[Saved entries]
..............................

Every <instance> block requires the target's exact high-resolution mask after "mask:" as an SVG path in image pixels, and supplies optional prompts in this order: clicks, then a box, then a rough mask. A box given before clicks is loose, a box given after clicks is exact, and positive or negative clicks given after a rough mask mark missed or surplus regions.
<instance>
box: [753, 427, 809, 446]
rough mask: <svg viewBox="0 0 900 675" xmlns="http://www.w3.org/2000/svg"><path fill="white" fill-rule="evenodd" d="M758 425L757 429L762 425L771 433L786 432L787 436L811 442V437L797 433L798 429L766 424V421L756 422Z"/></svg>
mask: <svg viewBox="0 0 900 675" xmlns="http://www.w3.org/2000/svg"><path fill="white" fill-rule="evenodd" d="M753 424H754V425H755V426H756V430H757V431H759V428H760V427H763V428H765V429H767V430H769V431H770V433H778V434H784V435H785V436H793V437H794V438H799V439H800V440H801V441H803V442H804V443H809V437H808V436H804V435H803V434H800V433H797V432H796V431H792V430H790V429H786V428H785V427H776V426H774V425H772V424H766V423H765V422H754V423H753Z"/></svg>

..............................

● **WORK ORDER**
Output exactly the lines of the data that run from the one containing "rough mask: <svg" to the very last line, and no others.

● **COMPLETED EXERCISE**
rough mask: <svg viewBox="0 0 900 675" xmlns="http://www.w3.org/2000/svg"><path fill="white" fill-rule="evenodd" d="M758 425L757 429L762 425L771 433L786 432L787 436L811 442V437L797 433L798 429L766 424V421L756 422Z"/></svg>
mask: <svg viewBox="0 0 900 675" xmlns="http://www.w3.org/2000/svg"><path fill="white" fill-rule="evenodd" d="M753 424H754V425H755V426H756V430H757V431H759V428H760V427H763V428H765V429H767V430H769V431H770V433H778V434H784V435H785V436H793V437H794V438H799V439H800V440H801V441H803V442H804V443H809V437H808V436H804V435H803V434H800V433H797V432H796V431H792V430H790V429H786V428H785V427H776V426H774V425H772V424H766V423H765V422H754V423H753Z"/></svg>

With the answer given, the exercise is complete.